Data for review.
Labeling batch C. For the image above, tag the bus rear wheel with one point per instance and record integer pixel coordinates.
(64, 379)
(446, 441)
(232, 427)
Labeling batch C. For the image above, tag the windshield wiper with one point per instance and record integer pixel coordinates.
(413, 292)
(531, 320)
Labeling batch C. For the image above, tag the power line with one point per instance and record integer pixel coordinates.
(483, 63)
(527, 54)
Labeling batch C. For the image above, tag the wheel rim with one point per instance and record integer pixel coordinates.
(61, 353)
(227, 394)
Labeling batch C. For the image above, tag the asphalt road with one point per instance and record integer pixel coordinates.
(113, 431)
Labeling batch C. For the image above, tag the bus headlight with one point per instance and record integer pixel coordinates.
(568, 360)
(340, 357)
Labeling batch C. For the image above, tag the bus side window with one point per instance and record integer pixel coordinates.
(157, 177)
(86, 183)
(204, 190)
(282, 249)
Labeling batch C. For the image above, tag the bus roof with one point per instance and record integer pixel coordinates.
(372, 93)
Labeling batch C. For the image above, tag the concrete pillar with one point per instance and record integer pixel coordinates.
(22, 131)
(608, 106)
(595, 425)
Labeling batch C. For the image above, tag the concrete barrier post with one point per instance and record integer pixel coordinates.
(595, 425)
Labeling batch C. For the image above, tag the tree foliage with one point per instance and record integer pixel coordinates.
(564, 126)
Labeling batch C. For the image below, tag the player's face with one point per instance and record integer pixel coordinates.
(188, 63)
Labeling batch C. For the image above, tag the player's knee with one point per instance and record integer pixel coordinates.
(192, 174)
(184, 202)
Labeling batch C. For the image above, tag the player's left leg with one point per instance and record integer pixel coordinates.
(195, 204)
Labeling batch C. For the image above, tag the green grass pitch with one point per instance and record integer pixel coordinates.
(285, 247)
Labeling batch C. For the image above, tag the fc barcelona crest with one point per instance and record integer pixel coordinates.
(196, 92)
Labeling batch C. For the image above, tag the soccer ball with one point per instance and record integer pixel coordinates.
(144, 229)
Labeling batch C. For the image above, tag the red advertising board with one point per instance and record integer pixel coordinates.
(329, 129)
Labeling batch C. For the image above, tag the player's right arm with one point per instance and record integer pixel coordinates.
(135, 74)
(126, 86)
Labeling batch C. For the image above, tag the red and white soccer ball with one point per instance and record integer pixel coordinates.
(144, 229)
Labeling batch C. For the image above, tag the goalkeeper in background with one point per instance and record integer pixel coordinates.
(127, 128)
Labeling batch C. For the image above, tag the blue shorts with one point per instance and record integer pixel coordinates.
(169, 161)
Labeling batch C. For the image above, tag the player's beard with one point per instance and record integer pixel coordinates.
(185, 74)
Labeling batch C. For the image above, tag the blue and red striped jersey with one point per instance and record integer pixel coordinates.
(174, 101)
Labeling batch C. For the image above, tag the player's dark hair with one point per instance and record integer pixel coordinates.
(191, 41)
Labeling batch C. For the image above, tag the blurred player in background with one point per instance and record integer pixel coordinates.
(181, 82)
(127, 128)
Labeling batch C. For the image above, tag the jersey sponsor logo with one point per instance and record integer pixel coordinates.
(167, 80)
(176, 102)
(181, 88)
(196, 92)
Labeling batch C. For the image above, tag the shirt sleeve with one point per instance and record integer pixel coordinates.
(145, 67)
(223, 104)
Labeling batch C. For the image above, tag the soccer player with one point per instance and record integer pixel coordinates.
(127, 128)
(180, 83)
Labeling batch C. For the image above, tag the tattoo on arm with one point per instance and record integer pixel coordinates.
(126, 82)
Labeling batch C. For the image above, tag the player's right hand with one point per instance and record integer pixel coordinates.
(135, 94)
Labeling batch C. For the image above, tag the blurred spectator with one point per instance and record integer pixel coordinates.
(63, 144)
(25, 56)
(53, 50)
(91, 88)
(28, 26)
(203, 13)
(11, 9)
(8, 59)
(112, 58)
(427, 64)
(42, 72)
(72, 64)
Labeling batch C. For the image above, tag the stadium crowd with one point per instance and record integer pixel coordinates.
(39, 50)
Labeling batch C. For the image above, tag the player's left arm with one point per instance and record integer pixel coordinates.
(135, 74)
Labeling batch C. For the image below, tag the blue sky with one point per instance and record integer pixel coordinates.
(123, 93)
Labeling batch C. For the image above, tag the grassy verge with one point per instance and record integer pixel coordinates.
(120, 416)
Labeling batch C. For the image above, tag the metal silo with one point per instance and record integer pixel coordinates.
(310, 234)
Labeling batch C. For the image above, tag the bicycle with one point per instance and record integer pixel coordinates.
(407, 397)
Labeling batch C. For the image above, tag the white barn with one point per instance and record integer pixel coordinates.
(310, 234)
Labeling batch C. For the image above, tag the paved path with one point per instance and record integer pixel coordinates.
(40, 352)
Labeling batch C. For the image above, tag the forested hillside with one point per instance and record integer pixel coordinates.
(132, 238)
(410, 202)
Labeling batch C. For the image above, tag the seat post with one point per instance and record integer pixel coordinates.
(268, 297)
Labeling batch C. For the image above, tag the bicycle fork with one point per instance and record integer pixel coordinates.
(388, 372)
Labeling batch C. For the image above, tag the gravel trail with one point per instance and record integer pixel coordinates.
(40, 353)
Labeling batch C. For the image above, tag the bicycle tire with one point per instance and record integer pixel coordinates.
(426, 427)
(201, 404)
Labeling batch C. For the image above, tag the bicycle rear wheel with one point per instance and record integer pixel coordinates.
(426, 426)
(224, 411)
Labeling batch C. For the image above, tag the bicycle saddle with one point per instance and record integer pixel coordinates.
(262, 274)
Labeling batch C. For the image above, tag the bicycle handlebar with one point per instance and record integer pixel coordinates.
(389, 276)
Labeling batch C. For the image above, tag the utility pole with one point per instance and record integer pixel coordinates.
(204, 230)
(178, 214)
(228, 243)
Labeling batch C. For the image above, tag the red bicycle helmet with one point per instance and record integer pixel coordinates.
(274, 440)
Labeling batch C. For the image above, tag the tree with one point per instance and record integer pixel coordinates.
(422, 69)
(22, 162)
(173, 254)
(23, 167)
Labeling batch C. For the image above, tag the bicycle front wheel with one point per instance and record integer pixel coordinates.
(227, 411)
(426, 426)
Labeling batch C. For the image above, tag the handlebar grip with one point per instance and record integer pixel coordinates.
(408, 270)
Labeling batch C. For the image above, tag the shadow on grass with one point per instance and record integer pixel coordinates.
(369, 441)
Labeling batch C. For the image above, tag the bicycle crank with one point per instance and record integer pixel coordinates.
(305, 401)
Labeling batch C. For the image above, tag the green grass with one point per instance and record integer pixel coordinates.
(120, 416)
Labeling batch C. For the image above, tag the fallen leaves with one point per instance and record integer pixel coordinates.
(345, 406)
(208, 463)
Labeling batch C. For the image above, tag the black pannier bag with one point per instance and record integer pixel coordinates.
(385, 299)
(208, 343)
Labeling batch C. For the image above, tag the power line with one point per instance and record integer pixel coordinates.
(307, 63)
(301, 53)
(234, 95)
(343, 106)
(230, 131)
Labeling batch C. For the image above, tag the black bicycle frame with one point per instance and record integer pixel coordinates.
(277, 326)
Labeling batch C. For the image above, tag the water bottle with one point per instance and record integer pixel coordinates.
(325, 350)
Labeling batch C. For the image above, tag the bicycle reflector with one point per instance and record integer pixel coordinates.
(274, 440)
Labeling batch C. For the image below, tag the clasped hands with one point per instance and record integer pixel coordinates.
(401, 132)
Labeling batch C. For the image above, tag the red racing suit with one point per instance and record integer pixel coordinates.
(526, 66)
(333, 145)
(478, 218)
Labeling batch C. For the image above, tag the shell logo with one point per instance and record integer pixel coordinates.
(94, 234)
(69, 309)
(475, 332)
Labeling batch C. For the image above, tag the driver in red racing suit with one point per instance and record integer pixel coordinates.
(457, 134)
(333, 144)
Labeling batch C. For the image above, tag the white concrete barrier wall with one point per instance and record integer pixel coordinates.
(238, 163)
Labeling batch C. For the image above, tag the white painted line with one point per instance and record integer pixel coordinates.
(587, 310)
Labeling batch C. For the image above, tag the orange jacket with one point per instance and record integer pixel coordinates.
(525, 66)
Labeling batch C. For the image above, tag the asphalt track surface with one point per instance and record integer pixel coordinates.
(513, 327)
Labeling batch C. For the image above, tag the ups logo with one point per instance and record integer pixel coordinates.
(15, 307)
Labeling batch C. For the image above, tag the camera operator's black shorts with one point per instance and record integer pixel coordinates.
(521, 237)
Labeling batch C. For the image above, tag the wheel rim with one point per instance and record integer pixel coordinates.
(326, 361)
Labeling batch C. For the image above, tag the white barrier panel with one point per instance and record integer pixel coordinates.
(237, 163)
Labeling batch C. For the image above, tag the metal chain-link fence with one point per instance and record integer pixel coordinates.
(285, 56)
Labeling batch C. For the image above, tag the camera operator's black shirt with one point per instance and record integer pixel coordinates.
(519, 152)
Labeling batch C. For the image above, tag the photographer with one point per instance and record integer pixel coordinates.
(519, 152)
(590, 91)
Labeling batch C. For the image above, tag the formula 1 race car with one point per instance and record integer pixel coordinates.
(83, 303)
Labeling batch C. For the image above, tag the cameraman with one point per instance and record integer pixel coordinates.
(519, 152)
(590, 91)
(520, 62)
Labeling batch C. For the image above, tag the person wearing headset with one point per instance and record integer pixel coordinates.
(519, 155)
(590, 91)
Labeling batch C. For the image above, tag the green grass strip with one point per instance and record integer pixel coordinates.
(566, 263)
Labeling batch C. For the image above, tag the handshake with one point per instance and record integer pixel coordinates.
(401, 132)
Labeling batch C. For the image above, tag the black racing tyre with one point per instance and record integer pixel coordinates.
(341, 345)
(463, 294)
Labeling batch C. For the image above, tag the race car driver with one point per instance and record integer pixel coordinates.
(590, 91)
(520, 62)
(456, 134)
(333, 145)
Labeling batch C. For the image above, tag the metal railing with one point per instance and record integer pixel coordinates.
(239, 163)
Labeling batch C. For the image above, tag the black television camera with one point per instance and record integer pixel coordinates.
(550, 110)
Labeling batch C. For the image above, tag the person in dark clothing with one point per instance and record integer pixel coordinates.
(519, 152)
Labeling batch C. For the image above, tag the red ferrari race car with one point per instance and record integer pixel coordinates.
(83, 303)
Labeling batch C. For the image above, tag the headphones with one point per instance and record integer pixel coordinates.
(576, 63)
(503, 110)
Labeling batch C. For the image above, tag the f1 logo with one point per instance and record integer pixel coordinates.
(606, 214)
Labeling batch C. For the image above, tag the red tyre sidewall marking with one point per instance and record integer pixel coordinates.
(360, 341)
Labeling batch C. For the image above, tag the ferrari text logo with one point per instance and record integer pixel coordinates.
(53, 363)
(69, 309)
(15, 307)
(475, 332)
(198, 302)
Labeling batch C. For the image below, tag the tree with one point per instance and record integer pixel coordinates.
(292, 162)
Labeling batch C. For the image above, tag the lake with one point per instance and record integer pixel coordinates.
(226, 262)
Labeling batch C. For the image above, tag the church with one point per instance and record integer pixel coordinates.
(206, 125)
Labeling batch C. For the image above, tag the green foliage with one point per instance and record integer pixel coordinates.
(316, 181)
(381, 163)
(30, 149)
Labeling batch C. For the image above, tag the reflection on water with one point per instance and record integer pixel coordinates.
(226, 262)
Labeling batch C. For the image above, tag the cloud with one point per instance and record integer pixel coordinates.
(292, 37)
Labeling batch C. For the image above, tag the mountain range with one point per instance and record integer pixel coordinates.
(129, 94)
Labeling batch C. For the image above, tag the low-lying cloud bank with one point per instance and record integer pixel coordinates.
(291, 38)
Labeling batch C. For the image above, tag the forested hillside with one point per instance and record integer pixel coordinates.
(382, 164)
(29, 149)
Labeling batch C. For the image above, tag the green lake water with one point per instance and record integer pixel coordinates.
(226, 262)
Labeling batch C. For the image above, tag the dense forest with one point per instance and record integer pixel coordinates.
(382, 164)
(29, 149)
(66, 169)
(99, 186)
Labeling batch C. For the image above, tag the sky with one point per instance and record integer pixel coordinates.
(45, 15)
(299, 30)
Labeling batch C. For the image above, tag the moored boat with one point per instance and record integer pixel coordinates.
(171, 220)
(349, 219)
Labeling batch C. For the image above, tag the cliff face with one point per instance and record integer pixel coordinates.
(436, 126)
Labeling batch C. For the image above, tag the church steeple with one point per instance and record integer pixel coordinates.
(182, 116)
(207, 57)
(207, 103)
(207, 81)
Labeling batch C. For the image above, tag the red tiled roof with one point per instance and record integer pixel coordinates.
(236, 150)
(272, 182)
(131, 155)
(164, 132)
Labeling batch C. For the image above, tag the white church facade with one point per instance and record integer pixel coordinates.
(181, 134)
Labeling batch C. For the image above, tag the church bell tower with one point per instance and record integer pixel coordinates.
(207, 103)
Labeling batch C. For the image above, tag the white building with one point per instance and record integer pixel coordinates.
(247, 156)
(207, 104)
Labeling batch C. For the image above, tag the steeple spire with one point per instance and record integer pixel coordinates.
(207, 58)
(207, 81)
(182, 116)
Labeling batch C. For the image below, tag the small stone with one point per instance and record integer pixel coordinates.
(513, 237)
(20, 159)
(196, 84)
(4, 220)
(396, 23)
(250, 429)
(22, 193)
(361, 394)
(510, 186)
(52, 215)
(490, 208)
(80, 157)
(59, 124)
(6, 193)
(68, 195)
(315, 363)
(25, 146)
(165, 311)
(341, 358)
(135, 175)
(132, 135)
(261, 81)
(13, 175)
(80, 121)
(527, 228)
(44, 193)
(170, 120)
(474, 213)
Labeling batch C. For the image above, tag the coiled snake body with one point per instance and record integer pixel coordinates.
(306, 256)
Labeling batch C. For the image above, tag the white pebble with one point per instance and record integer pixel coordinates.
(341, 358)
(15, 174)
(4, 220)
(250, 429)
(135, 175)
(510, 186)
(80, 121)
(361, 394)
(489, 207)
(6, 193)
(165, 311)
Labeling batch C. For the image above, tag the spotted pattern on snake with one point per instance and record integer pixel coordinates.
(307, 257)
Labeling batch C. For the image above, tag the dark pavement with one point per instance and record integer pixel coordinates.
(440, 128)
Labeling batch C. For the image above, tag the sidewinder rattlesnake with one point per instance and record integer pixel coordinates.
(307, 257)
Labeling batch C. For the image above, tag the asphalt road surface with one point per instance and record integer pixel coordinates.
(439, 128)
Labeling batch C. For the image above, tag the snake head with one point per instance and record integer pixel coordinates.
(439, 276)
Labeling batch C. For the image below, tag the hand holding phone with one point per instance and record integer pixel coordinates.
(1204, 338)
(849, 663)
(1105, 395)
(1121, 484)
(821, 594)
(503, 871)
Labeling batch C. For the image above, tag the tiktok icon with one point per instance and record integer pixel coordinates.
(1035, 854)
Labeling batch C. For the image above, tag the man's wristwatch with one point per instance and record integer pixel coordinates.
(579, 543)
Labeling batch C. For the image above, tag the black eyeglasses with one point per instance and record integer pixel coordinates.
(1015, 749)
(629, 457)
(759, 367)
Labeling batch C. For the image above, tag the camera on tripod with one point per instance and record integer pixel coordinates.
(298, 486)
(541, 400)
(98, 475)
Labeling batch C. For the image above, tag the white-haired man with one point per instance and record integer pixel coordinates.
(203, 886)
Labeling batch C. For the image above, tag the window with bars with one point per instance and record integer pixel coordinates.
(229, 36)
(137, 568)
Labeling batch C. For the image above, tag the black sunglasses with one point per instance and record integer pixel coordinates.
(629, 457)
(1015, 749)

Problem to work on. Once the line containing "Labeling batch C. For the image above, tag the black sunglasses" is found in the listing above, set down that line and every line after it, exactly.

Output below.
Labeling batch C. For the image above, tag the black sunglasses with one point per instance and record integer pixel coordinates.
(629, 457)
(1015, 749)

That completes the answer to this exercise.